--- DOCUMENT TEXT ---
To create that genetically modified corn everybody's freaking out about, scientists have to chopping out a sequence of base pairs. These chemical scissors do the snipping.
When a cell suffers damage to its DNA known as a double-strand break, the cell use two accurate repair processes to fix the damage: homologous recombination, which uses the code from an undamaged sister-chromatid as a template, and non-homologous end joining, which essentially reconnects the two broken ends.
Zinc finger nuclease technology — essentially chemical scissors used to cut DNA — exploits this process to either knock out a specific section of the DNA strand that turns off the gene expression or remove and replace it with a donor strand that modifies the gene's function.
To do this, researchers employ artificial restriction enzymes called zinc finger nucleases. Restriction enzymes literally cut single strands of DNA at a specific nucleotide sequence known as a restriction site. A single ZFN is comprised of two functional parts, or domains. The cleavage domain uses an enzyme found in Flavobacterium okeanokoites, rod-shaped bacteria the live in soil and fresh water, to cut the outer bond of the DNA strand that each nucleotide base sits on. The other are Zinc finger proteins — short, modular proteins that can be combined to target and match with specific sequences on the DNA strand.
Previous gene therapy techniques were severely limited by their low efficiency. ZFN technology greatly improves the efficiency since double-cutting the DNA strand stimulates the natural DNA-repair processes and forces the DNA's recombination.
So, this is all delightfully technical and all but what does it do? Simply put, gene therapy. In plants and animals. The Monsato company, for example, is set to begin selling genetically modified corn on the US markets that produces its own Bt toxins (an insecticide). In addition, ZFN technology is helping advance the science of transplantation. As Richard Insel, MD, Chief Scientific Officer for the Juvenile Diabetes Research Foundation, explained to Medical-News, it may help create pig tissue that is less immunogenic and more easily transplantable into humans,
This work is a major advance because it provides an efficient method of knocking out any desired gene in the pig. ZFN-mediated genome editing can be used to make porcine cells and tissues less immunogenic and more suitable for transplantation into humans. In the example of type 1 diabetes, pancreatic islets can be replaced by transplanting functioning ones into a patient. However, we face a severe shortage of human cadaver organs in the U.S. and cannot satisfy the transplantation needs of people with the disease. Using ZFN-modified pigs as a source of tissues for human transplantation may prove to be a promising solution to the shortage of donated human organs for diabetes and other diseases.

--- WHAT YOU WILL DO ---
Answer these questions from the text on zinc finger nucleases:
1. What two repair processes does a cell use to fix a double-strand break in its DNA?
2. In which bacteria is the enzyme used by the cleavage domain found?
3. What does the genetically modified corn produce on its own?

--- LISTED RECORDS ---
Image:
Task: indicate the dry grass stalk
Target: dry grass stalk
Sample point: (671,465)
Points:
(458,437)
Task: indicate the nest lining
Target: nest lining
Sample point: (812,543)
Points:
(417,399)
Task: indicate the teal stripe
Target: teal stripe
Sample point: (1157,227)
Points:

--- ANSWER BOX ---
1. Homologous recombination and non-homologous end joining.
2. Flavobacterium okeanokoites.
3. Bt toxins, an insecticide.